▶ Aufgabe
Beantworte diese Fragen zur Forumsdiskussion über Bodendecker:
1. Wie beschreibt Ikulas den Boden im eigenen Garten?
2. Welche Pflanze aus der Liste von misudapi wächst laut Beitrag bereits bei misudapi?
3. Was tun die Zwergmispeln laut rollikoi nach ihrer kurzen Blüte?

▶ Vorliegender Text
=====
# Blühender Bodendecker auch Bienen- und Hummelgeeignet?



## Ikulas (23. Jan. 2015)

Hallo,

ich bin auf der Suche nach blühenden Bodendeckern, die nicht so hoch werden und die gerne von Bienen und Hummeln besucht werden. 
Der Bereich ist sonnig bis halbschattig. Unser Boden ist gut lehmhaltig und damit auch ein bisschen schwer. 

Ich bin bei Zwergmispeln gelandet. Hat jemand noch weitere Tipps?

Danke schon mal!

LG Beate


----------



## misudapi (23. Jan. 2015)

Hallo Beate,

spontan fallen mir __ Gänsekresse, wilder Thymian, Reiherschnabel ( den hab ich),__ Lippenmäulchen, __ Blaukissen, Vergiss-mein-nicht und __ Goldkörbchen ein. Die sind bienenfreundlich und vertagen Sonne- Halbschatten. Wie sich das mit den schweren Boden verhält, weiß ich aber nicht. Mal Tante Goo.... fragen.
Gruß Susanne


----------



## rollikoi (23. Jan. 2015)

Hallo,

Zwergmispeln hab ich auch als __ Bodendecker. Leider blühen sie nur kurz verströmen dann aber einen intensiven Duft.
=====
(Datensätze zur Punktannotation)
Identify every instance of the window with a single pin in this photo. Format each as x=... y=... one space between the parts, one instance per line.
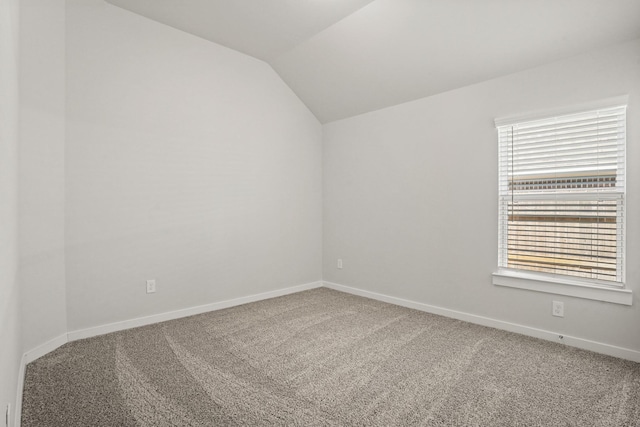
x=562 y=195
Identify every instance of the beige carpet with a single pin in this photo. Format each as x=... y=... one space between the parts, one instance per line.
x=320 y=358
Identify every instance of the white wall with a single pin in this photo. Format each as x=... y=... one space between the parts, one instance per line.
x=10 y=331
x=41 y=175
x=187 y=163
x=410 y=196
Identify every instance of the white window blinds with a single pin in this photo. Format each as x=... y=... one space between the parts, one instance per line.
x=562 y=189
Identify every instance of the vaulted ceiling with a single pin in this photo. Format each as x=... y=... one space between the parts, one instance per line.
x=347 y=57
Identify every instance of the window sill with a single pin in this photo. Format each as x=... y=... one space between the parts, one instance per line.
x=560 y=286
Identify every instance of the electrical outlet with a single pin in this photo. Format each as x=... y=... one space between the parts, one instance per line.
x=151 y=286
x=558 y=309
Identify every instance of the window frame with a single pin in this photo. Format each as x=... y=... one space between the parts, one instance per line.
x=600 y=290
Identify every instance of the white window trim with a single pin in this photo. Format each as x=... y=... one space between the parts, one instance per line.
x=562 y=286
x=552 y=284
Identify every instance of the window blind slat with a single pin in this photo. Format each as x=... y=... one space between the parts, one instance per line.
x=561 y=184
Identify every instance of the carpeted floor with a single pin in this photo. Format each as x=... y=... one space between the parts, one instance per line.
x=322 y=357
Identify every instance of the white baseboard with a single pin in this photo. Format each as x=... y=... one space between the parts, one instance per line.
x=597 y=347
x=51 y=345
x=171 y=315
x=17 y=409
x=27 y=358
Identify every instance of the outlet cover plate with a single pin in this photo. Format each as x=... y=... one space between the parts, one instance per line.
x=558 y=309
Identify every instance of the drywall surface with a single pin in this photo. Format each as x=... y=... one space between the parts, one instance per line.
x=41 y=175
x=187 y=163
x=410 y=196
x=10 y=330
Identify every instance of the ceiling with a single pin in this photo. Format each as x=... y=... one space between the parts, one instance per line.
x=347 y=57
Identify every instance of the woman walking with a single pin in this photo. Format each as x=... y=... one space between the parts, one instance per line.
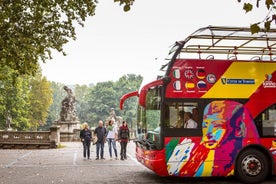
x=124 y=139
x=111 y=137
x=86 y=136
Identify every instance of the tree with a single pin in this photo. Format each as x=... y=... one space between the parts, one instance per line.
x=14 y=98
x=271 y=16
x=40 y=100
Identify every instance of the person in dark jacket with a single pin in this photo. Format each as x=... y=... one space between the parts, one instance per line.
x=100 y=132
x=86 y=137
x=123 y=136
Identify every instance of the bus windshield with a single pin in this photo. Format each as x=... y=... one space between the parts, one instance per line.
x=148 y=124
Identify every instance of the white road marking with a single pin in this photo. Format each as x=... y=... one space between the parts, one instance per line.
x=13 y=162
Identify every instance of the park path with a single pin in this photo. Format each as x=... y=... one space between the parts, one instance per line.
x=64 y=165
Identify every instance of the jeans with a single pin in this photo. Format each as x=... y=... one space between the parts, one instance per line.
x=100 y=145
x=112 y=143
x=123 y=149
x=86 y=148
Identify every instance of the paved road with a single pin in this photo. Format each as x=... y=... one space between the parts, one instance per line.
x=66 y=165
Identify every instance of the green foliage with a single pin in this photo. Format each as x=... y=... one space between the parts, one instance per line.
x=23 y=99
x=30 y=29
x=40 y=100
x=94 y=102
x=271 y=16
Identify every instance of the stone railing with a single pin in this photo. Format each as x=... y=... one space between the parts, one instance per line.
x=30 y=140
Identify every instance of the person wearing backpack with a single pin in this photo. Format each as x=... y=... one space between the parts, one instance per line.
x=100 y=132
x=111 y=137
x=123 y=139
x=86 y=137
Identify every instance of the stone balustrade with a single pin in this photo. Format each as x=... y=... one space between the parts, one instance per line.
x=30 y=140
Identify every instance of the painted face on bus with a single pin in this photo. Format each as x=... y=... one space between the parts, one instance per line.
x=214 y=124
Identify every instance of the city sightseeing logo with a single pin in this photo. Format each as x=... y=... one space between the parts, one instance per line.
x=268 y=83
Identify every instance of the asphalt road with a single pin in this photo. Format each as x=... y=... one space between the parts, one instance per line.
x=66 y=165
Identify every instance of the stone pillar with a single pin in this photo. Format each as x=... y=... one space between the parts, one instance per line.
x=55 y=135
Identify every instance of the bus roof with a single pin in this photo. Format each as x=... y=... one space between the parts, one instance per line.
x=225 y=43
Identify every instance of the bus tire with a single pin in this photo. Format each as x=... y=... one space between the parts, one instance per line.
x=252 y=166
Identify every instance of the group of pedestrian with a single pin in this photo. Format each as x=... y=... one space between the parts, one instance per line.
x=110 y=134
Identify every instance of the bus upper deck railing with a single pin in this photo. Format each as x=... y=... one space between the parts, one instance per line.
x=226 y=42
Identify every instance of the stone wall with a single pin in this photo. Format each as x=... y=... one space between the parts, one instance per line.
x=30 y=140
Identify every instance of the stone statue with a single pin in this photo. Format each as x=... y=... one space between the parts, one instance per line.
x=68 y=110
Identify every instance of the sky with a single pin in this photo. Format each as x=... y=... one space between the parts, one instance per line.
x=114 y=43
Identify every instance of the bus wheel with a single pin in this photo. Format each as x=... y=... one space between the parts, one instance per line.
x=252 y=166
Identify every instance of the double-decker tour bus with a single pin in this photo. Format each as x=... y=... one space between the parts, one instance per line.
x=212 y=110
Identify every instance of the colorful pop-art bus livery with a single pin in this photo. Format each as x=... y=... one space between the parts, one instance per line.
x=230 y=97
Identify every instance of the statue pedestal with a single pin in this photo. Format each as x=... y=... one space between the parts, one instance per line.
x=69 y=130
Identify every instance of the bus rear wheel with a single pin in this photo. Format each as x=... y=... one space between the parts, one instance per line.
x=252 y=166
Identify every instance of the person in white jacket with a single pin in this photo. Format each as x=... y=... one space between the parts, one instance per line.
x=111 y=137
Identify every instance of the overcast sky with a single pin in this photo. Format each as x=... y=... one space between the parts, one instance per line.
x=114 y=43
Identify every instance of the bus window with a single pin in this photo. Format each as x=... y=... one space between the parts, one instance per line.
x=266 y=122
x=180 y=113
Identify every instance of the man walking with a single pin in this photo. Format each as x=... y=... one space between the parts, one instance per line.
x=100 y=132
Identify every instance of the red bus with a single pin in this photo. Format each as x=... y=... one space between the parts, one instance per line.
x=212 y=109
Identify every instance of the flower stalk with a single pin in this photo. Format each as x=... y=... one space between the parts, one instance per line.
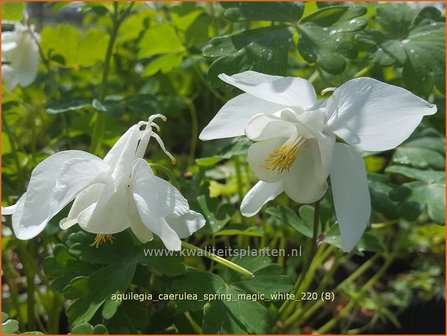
x=285 y=307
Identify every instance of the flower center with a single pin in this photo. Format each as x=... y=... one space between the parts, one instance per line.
x=102 y=238
x=285 y=155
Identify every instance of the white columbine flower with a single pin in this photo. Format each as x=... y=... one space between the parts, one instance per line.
x=294 y=134
x=109 y=195
x=20 y=54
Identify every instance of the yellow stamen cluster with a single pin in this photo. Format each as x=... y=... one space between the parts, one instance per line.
x=102 y=238
x=285 y=155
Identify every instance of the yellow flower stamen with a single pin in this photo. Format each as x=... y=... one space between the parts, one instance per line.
x=285 y=155
x=102 y=238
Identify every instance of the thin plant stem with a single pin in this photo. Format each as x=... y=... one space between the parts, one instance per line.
x=98 y=130
x=14 y=150
x=194 y=133
x=208 y=85
x=309 y=260
x=240 y=187
x=219 y=260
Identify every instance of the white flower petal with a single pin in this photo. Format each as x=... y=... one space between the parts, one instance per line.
x=306 y=180
x=258 y=159
x=122 y=154
x=186 y=224
x=375 y=116
x=86 y=198
x=110 y=214
x=140 y=231
x=37 y=201
x=287 y=91
x=8 y=77
x=351 y=195
x=157 y=224
x=259 y=195
x=234 y=116
x=137 y=226
x=155 y=200
x=264 y=127
x=76 y=174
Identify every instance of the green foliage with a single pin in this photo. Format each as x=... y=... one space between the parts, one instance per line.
x=262 y=49
x=228 y=315
x=326 y=36
x=263 y=11
x=13 y=11
x=166 y=58
x=9 y=326
x=78 y=50
x=411 y=39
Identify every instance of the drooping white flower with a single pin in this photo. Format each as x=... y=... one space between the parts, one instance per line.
x=20 y=54
x=109 y=195
x=294 y=134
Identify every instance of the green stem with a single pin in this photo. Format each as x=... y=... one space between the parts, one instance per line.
x=346 y=310
x=98 y=131
x=309 y=260
x=240 y=187
x=194 y=133
x=28 y=268
x=14 y=150
x=220 y=260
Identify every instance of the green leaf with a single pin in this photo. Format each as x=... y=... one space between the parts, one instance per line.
x=429 y=197
x=224 y=317
x=67 y=106
x=237 y=295
x=100 y=329
x=163 y=63
x=380 y=188
x=418 y=157
x=13 y=11
x=83 y=328
x=412 y=40
x=9 y=326
x=217 y=215
x=160 y=39
x=368 y=243
x=262 y=49
x=64 y=267
x=108 y=280
x=326 y=36
x=239 y=146
x=263 y=11
x=241 y=230
x=78 y=50
x=289 y=217
x=199 y=283
x=417 y=174
x=120 y=249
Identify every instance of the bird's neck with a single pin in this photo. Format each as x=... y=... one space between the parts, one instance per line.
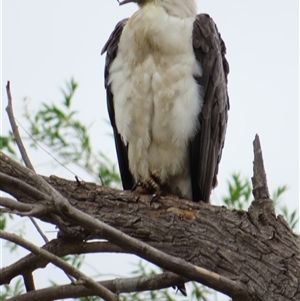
x=175 y=8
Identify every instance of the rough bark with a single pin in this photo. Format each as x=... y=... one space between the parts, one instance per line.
x=256 y=248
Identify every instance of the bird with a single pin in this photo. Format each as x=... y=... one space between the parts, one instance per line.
x=167 y=98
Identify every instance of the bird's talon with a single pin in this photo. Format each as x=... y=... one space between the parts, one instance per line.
x=136 y=185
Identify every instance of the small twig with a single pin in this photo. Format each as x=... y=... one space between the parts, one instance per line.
x=60 y=247
x=259 y=179
x=25 y=157
x=14 y=127
x=14 y=205
x=143 y=250
x=118 y=285
x=7 y=182
x=87 y=281
x=29 y=282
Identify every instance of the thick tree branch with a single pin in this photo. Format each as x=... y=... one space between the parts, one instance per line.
x=251 y=250
x=171 y=263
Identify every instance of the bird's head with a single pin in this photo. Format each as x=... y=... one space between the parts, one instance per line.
x=138 y=2
x=178 y=8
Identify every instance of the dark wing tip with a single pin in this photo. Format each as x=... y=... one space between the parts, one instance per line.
x=116 y=33
x=206 y=147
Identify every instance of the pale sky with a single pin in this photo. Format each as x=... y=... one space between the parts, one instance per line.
x=45 y=43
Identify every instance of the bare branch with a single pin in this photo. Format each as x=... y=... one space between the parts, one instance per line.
x=87 y=281
x=10 y=113
x=29 y=282
x=259 y=179
x=118 y=285
x=14 y=205
x=17 y=188
x=60 y=247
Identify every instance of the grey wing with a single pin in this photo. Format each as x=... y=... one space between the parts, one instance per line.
x=111 y=49
x=206 y=147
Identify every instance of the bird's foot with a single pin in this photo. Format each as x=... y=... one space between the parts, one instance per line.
x=151 y=186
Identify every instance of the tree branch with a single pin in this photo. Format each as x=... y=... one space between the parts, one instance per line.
x=235 y=245
x=59 y=247
x=259 y=179
x=118 y=285
x=87 y=281
x=14 y=127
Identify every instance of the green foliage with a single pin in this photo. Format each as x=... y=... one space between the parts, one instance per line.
x=12 y=290
x=75 y=260
x=3 y=221
x=239 y=192
x=6 y=144
x=58 y=127
x=291 y=218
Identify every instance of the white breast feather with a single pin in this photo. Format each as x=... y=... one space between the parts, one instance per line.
x=156 y=98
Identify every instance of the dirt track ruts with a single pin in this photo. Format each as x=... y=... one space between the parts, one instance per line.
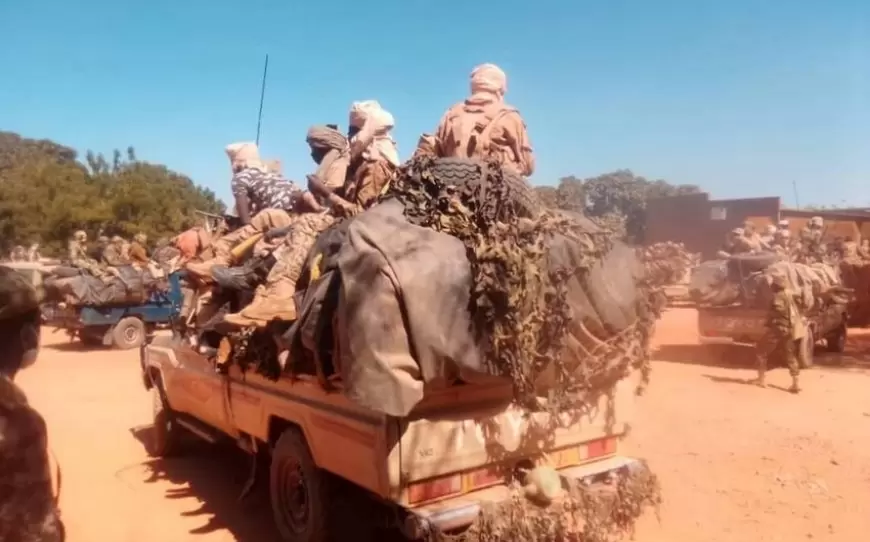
x=737 y=463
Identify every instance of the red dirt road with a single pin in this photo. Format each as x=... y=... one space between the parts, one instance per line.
x=737 y=463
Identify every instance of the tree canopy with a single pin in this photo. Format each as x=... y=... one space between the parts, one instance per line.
x=617 y=199
x=46 y=194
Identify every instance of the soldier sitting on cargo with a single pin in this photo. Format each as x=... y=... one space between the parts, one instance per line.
x=736 y=243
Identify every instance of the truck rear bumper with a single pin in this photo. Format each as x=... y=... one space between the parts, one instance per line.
x=462 y=511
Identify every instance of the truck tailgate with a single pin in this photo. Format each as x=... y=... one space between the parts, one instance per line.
x=741 y=325
x=475 y=431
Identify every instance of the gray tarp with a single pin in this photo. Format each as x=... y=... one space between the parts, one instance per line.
x=401 y=293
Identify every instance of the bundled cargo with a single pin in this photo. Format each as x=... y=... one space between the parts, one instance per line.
x=461 y=274
x=669 y=263
x=131 y=286
x=745 y=280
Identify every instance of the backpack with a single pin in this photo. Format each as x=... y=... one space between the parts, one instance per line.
x=470 y=128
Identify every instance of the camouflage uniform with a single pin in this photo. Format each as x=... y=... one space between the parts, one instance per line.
x=28 y=510
x=78 y=255
x=812 y=245
x=784 y=332
x=372 y=171
x=112 y=254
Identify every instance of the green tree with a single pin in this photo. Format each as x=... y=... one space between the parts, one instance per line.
x=617 y=200
x=46 y=195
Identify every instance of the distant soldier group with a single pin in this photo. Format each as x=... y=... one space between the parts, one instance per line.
x=809 y=247
x=104 y=259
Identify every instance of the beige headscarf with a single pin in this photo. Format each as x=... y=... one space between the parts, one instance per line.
x=375 y=124
x=488 y=79
x=244 y=155
x=273 y=166
x=359 y=111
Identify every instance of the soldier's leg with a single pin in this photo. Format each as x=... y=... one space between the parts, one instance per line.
x=763 y=350
x=223 y=247
x=792 y=348
x=275 y=298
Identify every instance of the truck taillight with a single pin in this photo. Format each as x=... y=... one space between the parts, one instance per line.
x=485 y=477
x=437 y=488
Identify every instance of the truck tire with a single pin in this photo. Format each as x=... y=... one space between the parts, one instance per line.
x=836 y=340
x=129 y=333
x=299 y=491
x=166 y=434
x=465 y=171
x=807 y=350
x=92 y=338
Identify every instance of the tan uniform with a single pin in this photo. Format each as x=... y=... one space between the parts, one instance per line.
x=482 y=128
x=78 y=257
x=261 y=223
x=138 y=254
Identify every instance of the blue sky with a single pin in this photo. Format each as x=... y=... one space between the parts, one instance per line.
x=742 y=97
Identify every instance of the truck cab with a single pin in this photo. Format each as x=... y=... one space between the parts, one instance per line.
x=462 y=450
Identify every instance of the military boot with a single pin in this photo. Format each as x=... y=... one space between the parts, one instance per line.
x=272 y=301
x=795 y=387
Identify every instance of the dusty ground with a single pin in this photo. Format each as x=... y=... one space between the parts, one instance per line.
x=737 y=463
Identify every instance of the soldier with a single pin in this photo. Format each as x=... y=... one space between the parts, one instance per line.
x=374 y=168
x=768 y=238
x=735 y=243
x=18 y=254
x=79 y=257
x=784 y=331
x=813 y=249
x=781 y=243
x=484 y=125
x=752 y=237
x=112 y=253
x=33 y=254
x=28 y=508
x=426 y=145
x=264 y=201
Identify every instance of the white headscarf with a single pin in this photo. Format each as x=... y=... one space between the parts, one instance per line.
x=375 y=124
x=488 y=79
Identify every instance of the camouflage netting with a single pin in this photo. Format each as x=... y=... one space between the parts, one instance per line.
x=668 y=263
x=584 y=514
x=519 y=300
x=856 y=275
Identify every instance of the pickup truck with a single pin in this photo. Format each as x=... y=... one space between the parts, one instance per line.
x=744 y=326
x=461 y=448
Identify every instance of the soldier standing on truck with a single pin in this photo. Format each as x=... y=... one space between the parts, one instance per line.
x=735 y=243
x=264 y=201
x=28 y=508
x=812 y=247
x=784 y=332
x=365 y=177
x=484 y=126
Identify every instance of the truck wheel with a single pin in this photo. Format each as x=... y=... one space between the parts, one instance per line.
x=129 y=333
x=91 y=338
x=807 y=350
x=166 y=434
x=836 y=340
x=299 y=491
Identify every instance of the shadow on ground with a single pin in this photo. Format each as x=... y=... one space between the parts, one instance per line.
x=214 y=476
x=76 y=346
x=707 y=355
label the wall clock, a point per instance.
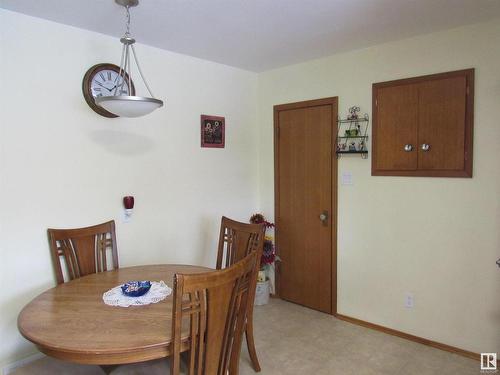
(102, 80)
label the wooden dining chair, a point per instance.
(213, 305)
(83, 250)
(236, 240)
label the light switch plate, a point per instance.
(346, 178)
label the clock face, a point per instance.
(104, 80)
(107, 82)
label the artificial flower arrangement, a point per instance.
(269, 252)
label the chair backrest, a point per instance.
(83, 250)
(215, 305)
(237, 240)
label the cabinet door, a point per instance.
(396, 125)
(441, 130)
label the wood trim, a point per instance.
(469, 126)
(407, 336)
(288, 106)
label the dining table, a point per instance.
(71, 322)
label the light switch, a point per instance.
(346, 178)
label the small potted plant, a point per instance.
(266, 263)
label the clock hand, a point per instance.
(100, 84)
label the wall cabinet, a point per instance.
(422, 126)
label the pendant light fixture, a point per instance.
(126, 105)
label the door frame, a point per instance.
(333, 101)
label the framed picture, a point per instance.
(213, 129)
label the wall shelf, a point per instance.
(352, 136)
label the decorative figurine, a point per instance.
(353, 113)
=====
▶ Antwort
1. Der Boden ist gut lehmhaltig und dadurch etwas schwer.
2. Der Reiherschnabel.
3. Sie verströmen einen intensiven Duft.